- Work instruction
After finding the line with "right ear and record the coordinates." in the data below, set down exactly each line through the one with "inner ear and record the coordinates.", inclusive, and stop there.

Point localization data
------------------------------------------------------------------------

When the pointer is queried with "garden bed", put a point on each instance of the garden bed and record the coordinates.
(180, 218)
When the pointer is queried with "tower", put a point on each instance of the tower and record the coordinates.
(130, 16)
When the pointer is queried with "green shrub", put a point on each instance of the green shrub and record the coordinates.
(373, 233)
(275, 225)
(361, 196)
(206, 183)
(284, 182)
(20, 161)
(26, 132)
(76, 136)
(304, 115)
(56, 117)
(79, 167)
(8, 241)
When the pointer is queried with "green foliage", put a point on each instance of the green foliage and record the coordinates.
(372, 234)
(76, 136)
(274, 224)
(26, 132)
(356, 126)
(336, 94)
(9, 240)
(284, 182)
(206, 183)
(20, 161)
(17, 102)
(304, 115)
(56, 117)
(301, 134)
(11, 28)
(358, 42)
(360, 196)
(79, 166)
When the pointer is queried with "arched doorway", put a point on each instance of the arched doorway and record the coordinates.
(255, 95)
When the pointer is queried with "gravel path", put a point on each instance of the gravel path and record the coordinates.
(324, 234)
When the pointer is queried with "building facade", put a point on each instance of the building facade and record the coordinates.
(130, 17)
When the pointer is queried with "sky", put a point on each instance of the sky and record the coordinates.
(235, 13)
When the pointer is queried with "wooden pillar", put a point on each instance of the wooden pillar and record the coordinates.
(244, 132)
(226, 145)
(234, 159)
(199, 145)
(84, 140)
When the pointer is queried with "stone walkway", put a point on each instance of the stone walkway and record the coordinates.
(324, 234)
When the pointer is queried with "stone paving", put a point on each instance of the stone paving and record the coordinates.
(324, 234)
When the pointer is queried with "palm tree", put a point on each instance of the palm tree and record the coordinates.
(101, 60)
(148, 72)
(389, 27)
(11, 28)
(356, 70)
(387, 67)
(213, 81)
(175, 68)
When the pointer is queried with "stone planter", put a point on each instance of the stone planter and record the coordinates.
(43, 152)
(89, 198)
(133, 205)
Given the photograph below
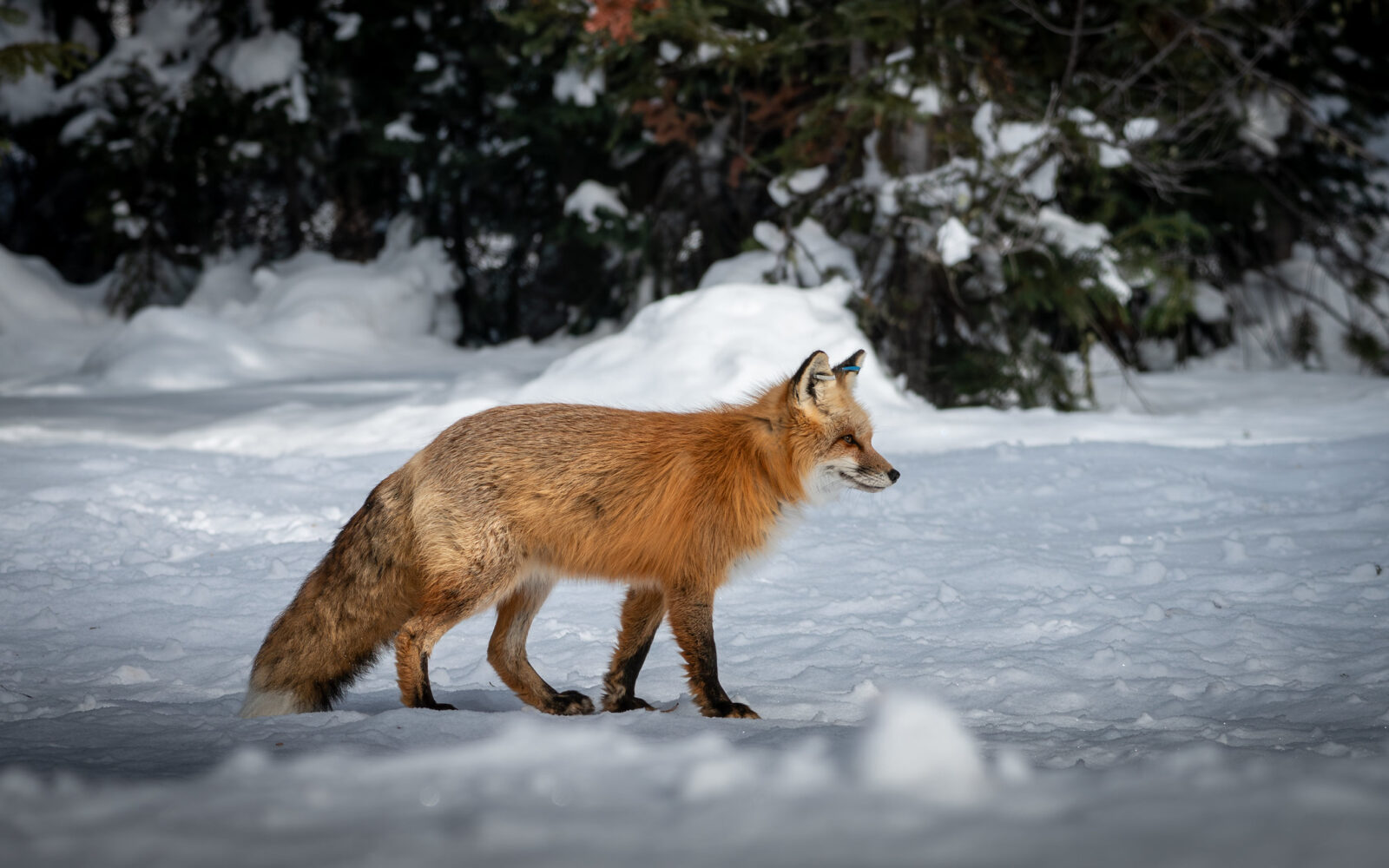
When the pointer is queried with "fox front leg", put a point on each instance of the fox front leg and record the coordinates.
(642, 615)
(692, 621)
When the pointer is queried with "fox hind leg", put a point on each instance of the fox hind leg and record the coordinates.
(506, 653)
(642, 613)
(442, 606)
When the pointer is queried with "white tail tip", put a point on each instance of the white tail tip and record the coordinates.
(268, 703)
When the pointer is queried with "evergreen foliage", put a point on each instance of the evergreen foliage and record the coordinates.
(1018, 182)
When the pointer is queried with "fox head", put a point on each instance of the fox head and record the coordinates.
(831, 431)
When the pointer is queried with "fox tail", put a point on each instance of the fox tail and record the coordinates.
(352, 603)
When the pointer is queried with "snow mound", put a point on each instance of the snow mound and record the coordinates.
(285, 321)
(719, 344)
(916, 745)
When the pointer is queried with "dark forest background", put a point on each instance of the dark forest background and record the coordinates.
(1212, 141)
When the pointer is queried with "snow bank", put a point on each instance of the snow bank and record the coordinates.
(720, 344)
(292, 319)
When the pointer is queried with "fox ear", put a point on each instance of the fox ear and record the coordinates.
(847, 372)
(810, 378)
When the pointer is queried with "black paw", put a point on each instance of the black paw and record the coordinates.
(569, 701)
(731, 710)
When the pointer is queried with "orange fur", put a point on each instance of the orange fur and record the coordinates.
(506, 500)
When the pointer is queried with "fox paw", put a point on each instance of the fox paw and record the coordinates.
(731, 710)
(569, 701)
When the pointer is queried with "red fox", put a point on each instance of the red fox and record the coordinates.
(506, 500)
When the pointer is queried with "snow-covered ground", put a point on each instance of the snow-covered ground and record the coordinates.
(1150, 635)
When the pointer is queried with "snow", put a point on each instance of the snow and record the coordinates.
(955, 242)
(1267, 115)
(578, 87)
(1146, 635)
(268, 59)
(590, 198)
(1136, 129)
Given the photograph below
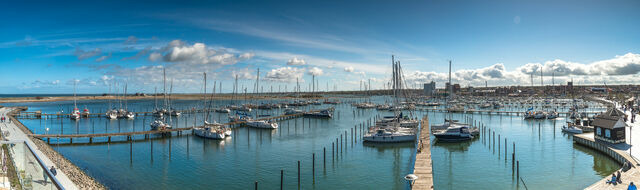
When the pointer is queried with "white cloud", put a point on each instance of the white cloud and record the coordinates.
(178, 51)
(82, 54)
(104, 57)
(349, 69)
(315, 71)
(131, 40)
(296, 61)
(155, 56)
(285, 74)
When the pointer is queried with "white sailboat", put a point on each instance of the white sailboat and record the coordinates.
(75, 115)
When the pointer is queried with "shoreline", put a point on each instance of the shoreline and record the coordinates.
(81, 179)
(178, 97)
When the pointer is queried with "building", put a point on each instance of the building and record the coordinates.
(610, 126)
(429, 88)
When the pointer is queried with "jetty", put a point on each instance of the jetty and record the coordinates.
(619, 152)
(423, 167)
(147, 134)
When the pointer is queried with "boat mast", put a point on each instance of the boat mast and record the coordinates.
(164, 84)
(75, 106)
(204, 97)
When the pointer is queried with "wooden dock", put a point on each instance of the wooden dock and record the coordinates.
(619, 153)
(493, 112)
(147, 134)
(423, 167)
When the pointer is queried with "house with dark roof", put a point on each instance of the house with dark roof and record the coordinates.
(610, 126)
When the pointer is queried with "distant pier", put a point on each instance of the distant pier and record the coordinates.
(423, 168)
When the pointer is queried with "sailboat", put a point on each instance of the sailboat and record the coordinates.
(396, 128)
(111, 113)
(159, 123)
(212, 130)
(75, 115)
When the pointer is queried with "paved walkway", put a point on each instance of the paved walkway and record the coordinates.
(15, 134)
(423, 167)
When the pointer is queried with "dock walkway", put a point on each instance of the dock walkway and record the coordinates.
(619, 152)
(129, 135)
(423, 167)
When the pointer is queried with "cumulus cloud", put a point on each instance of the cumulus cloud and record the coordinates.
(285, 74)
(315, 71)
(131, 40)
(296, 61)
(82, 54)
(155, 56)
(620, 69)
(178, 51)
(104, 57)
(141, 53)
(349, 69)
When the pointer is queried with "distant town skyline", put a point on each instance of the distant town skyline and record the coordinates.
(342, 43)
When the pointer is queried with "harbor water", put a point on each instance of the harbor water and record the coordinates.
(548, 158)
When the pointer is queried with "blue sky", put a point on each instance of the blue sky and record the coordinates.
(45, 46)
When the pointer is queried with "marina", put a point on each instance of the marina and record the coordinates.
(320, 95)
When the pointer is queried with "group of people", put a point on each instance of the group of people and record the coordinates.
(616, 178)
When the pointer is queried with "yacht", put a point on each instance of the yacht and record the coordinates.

------------------------------------------------------------------------

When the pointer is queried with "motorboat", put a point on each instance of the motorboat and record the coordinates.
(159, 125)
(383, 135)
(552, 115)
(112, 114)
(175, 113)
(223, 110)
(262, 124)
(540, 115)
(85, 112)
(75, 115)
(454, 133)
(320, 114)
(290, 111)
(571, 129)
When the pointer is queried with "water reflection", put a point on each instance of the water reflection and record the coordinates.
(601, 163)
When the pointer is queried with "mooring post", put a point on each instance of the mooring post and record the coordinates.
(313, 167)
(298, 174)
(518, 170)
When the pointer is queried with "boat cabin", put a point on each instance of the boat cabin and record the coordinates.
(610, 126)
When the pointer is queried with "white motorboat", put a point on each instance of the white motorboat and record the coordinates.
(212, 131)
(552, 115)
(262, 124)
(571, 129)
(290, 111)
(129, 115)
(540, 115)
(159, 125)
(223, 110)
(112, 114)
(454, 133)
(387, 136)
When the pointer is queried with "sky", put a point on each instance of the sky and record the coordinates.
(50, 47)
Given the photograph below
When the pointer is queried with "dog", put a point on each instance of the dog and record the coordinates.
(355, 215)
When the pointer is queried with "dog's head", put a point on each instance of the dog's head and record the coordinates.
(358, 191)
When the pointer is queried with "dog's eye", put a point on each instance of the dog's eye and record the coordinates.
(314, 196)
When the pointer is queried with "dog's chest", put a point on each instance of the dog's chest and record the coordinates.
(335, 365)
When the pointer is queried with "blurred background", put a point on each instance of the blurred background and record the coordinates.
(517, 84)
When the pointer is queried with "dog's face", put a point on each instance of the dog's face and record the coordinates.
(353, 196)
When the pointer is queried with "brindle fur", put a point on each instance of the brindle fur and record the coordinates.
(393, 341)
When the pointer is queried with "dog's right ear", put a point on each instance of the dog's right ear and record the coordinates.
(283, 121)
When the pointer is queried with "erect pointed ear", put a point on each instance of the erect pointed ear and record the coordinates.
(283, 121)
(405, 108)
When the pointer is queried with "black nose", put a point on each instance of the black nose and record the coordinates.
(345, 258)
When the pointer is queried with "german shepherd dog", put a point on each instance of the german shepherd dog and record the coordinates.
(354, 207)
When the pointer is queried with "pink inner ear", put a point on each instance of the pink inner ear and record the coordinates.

------------------------------------------------------------------------

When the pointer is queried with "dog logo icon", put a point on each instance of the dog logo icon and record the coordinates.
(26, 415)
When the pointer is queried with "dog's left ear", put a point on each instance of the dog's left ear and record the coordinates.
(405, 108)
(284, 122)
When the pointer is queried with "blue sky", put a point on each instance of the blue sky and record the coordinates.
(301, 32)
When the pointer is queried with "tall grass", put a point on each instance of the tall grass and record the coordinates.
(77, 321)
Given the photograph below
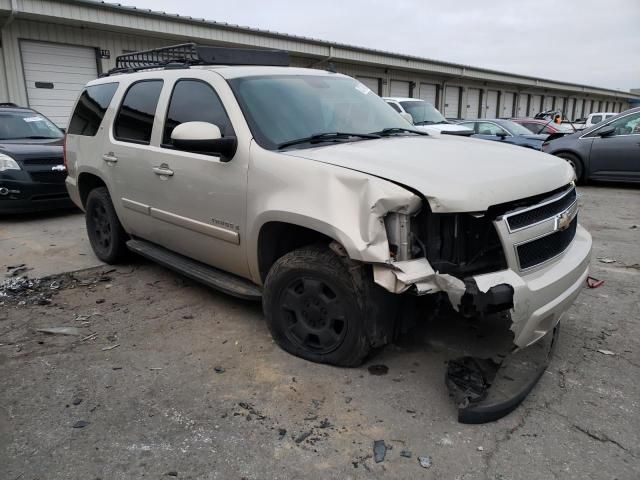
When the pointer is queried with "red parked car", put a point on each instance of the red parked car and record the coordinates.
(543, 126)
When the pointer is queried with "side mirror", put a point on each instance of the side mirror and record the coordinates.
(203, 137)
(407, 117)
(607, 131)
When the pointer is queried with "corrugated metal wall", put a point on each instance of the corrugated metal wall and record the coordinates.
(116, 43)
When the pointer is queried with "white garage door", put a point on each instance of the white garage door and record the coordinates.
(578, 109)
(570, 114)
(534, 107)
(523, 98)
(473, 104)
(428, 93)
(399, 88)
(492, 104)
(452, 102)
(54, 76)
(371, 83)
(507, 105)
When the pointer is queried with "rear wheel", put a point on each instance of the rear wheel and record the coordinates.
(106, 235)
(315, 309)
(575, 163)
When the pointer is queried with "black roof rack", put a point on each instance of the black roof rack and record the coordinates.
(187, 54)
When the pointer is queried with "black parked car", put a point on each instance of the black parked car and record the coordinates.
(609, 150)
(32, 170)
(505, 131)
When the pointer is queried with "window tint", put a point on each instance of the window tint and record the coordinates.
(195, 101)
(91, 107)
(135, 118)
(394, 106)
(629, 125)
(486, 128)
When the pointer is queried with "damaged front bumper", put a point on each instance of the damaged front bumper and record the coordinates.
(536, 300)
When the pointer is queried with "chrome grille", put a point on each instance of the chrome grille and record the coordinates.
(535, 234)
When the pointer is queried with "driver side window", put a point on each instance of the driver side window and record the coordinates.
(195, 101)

------------------------------------------------------------------------

- Written reply
When the pointer is queried with "dog's right ear", put a point on each instance of the dog's right ear and record the coordinates.
(283, 121)
When the pointer is queried with "erect pointed ear", put a point on each instance of the erect pointed ear and record the coordinates.
(283, 121)
(405, 108)
When the pointer is queried with "black nose", put a point on each instance of the black nose and record the coordinates.
(345, 258)
When the pointer is queried with "german shepherd dog", put a point on each instance of the german shepherd dog and record the coordinates.
(354, 207)
When the pointer is queried with "pink inner ear", put a point on each instance of the pink inner ear and record the coordinates.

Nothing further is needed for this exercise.